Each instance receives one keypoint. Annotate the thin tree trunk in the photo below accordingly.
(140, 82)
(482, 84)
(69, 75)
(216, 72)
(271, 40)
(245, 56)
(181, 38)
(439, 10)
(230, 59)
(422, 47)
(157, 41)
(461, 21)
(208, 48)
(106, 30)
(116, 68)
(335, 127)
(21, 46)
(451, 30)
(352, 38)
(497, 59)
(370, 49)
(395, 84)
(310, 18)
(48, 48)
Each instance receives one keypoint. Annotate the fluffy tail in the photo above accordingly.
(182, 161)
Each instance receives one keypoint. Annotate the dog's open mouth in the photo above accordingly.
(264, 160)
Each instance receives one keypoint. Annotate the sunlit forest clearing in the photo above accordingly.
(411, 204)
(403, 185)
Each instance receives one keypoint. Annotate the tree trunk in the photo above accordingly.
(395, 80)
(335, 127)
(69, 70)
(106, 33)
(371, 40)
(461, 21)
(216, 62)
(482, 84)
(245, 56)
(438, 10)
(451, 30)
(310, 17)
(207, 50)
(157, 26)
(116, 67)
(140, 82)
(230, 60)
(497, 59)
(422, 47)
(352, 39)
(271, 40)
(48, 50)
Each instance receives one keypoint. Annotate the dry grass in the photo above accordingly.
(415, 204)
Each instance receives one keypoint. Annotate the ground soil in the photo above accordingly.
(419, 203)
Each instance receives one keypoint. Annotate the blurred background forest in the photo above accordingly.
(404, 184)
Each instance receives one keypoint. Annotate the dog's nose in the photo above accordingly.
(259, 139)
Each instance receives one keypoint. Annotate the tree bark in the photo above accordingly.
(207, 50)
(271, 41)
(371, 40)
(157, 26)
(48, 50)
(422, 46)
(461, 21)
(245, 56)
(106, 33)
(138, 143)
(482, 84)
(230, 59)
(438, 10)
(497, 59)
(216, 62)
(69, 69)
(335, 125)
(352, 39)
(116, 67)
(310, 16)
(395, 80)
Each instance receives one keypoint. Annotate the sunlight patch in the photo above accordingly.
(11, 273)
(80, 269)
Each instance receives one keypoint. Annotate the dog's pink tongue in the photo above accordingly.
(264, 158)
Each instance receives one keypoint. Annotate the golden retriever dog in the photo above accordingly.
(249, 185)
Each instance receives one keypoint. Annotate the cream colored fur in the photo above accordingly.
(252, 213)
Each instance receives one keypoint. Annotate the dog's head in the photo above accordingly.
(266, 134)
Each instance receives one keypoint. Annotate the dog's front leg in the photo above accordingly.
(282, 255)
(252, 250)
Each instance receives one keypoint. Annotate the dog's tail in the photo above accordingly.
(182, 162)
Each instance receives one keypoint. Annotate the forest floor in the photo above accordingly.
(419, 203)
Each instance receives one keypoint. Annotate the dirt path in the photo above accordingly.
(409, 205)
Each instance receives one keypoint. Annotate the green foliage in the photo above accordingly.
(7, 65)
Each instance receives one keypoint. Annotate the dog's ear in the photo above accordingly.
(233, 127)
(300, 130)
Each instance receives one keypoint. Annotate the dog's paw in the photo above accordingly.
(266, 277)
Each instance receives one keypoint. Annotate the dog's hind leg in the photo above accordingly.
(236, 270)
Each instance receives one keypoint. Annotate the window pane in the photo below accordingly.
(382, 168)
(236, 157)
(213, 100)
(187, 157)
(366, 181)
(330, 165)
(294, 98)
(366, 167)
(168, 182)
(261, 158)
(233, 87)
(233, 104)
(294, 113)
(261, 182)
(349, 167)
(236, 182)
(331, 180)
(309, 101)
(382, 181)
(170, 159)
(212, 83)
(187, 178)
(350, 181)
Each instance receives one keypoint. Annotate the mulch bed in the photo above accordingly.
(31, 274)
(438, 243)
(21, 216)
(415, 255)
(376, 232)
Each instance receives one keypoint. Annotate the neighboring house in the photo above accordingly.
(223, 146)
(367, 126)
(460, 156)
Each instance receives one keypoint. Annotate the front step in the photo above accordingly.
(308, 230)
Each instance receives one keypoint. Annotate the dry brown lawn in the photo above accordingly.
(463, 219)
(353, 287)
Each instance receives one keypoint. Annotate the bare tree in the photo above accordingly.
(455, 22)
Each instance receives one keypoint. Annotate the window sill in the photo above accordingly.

→ **TASK GOAL**: Transcribe word for word the lines from the one holding "Each instance receives one keypoint. Annotate the mulch" to the last line of the listing above, inclusive.

→ **SOLUTION FOR THIS PROBLEM**:
Each instance receives one keypoint. Annotate the mulch bed in the photo above accordingly.
(31, 274)
(438, 243)
(21, 216)
(415, 255)
(376, 232)
Each instance receives one keypoint. Annotate the neighboring house in the photo above accordingly.
(223, 146)
(367, 126)
(460, 156)
Each instance receives one keypoint. Annotate the front step in the photo above accordingly.
(308, 230)
Each instance receives one keypoint. Annotate the dry brown lawn in the photo above accordingly.
(463, 219)
(353, 287)
Each instance receives one keypoint. Annotate the bare tree in the photo above accordingly.
(455, 22)
Each instance receives one keypoint. Annotate the window sill in the photo above accordingly.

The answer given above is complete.